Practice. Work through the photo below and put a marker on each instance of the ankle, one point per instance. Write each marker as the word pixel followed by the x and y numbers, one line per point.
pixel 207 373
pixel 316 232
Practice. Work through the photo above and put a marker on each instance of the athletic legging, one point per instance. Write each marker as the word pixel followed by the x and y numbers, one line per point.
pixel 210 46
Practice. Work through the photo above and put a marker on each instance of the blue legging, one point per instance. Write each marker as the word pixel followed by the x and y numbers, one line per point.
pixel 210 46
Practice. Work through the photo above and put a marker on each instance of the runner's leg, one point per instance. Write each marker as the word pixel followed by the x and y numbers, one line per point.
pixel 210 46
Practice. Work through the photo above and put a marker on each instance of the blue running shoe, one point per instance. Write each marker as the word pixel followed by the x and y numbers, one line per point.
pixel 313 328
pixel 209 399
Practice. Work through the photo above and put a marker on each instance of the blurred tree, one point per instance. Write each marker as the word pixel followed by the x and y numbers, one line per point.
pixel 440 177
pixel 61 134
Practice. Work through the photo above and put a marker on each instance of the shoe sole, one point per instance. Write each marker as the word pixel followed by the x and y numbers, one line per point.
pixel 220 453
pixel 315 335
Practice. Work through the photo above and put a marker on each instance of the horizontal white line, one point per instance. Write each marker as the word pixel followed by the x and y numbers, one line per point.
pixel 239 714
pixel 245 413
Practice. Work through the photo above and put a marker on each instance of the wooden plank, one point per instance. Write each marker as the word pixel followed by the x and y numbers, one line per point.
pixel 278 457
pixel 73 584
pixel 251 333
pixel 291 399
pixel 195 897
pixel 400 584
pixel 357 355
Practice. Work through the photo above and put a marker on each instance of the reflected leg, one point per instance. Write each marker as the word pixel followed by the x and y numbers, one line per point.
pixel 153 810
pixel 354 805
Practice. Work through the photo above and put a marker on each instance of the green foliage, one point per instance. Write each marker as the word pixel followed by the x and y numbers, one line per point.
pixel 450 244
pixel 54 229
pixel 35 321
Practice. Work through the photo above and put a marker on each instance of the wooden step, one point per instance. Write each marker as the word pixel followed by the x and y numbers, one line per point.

= = =

TASK PROMPT: Please write out all of the entries above again, swapping "marker" for "dot" everywhere it appears and leaving everything else unchanged.

TASK RESPONSE:
Practice. Work through the photo below and put a dot on each instance of the ankle, one point per instance. Write each dot as the word pixel followed by the x and y numbers, one line per point.
pixel 207 373
pixel 316 232
Practice. Work through the photo above and put a dot on each instance of the athletic legging, one point per instance. Write each dot as the word pixel followed by the x and y numbers, one line per point.
pixel 210 46
Practice. Work through the photo above and put a dot on each instance of the blue legging, one point per instance. Write each dot as the word pixel followed by the x and y numbers, one line per point.
pixel 210 46
Practice. Work through the photo above and put a dot on each instance of the runner's leg, one point per instance. Write each dot as the word pixel followed by the x and y numbers, one line per point.
pixel 210 46
Practice. Work through the photo above and put a dot on each instance of the blue running shoe, one point per instance. Write each dot as the word pixel followed by the x and y numbers, one line per point.
pixel 313 328
pixel 209 399
Practice. Work through the photo above and put a dot on each instance of the blurred tree, one point per instance. Write each dot as the word pixel followed by the x and y numbers, one line per point.
pixel 440 177
pixel 61 134
Practice. Work through the photo above and put a dot on each instance of the shoe sole, one point per instance. Write each dot as the word pixel followed by the x and y numbers, one line per point.
pixel 220 453
pixel 315 335
Practice. Work through the photo above and put a dot on each instance of the horizontal white line, one point per instance. Write each dot as the word pixel followed by the x and y numbers, one line per point.
pixel 239 714
pixel 245 413
Practice. Work through the photo above and put a dot on each instance of the wooden plank, one point per instance. Write each dot as the word pixel followed by the x and y numbers, one line per point.
pixel 278 457
pixel 73 584
pixel 251 333
pixel 291 399
pixel 195 897
pixel 400 584
pixel 357 355
Practice. Work through the photo above and put a dot on each instance of the reflected leg, one point per instance. Write each dot as the word pixel followed by the x and y numbers, one line per point.
pixel 153 810
pixel 354 805
Practice. Work through the photo above and put a dot on each instance of the green foliage, one point per instance. Write each dot as the word pixel followed by the x and y numbers, one line per point.
pixel 450 244
pixel 54 229
pixel 35 321
Practice. Work through the photo above and put a dot on each instance of the wooden step, one point per instance. Write each dot as the word pixel followed by the x and y numbers, one line per point.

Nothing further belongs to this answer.